However, more recent factors include the rise of adolescence as a separate category fueled by such literary pieces as “The Lord of the Flies” and “Catcher in the Rye,” both published in the 1950s; the movie “Rebel Without a Cause” in 1954; the rise of rock and roll and a growing juvenile culture have all accelerated the growing immaturity of young men. Where once upon a time young men trained for war or for industry, young men today train for video games and play fantasy football.

We have a generation of soft boys. We have had several generations of wimps!

Add to that the reality of the absentee father, what we would argue may be the most dire of all other factors, and you can see to some extent how we have gotten to the place we are today. For the first time in American history we have a generation today where close to 40% are growing up without a father in the home. As we look ahead, at least one estimate has 55% of Millennial children growing up without a father in the home (Parenting the Millennials, 7).

We believe one of the most fundamental challenges of the church today has to do with raising up a generation of young men who become men of God, not spiritual wimps on the one hand or boorish barbarians on the other. We simply have too many who can be described as BANs, or half boy, half man.

What is a man? More specifically what is a man of God? Paul addresses this in I Timothy 6:11f. Here is a great place to begin the construction process of a man of God. First, Paul says recognize who you are! We are men of God. “You, man of God.” This is indicative. If you are a man and a believer, you are a man of God, so be who you are! Now, what are the marks of this man?

He is a runner: Paul says to flee and to pursue (verse 11). We are to run from the things listed in 6:3-10 such as false doctrine, slander, the love of money, useless arguments, etc. It is not the mark of a man of God to be constantly arguing over secondary issues. We are to run after righteousness, godliness, faith, love, perseverance, and gentleness.

Men of God respect authority. And, they keep their word! They persevere, even when it is hard. One of the marks of this immature generation of men is their inability to persevere. More young men that women drop out of Alvin’s workout group each semester. More young ladies than young men are heading to the mission field. This is pathetic.

→ **Work to complete**:
1. In the essay on raising men of God, what share of Millennial children does at least one estimate say will grow up without a father in the home?
2. Sum up the essay on raising men of God in two sentences.

→ **Provided material**:
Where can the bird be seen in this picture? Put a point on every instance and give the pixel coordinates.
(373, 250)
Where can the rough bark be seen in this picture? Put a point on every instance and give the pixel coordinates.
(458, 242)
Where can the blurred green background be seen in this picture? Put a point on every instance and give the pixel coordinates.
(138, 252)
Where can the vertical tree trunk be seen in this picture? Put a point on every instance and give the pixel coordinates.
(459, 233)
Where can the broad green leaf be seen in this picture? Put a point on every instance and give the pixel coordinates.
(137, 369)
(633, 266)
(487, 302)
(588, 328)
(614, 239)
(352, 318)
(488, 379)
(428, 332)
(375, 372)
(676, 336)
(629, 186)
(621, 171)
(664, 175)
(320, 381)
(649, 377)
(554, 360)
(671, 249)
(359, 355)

→ **Answers**:
1. 55%

2. The essay argues that factors such as the rise of adolescence as a separate category, a growing juvenile culture, and above all absentee fathers have made young men increasingly immature. Drawing on I Timothy 6:11, it says a man of God flees things like false doctrine, slander, and the love of money, pursues righteousness, godliness, faith, love, perseverance, and gentleness, respects authority, and keeps his word.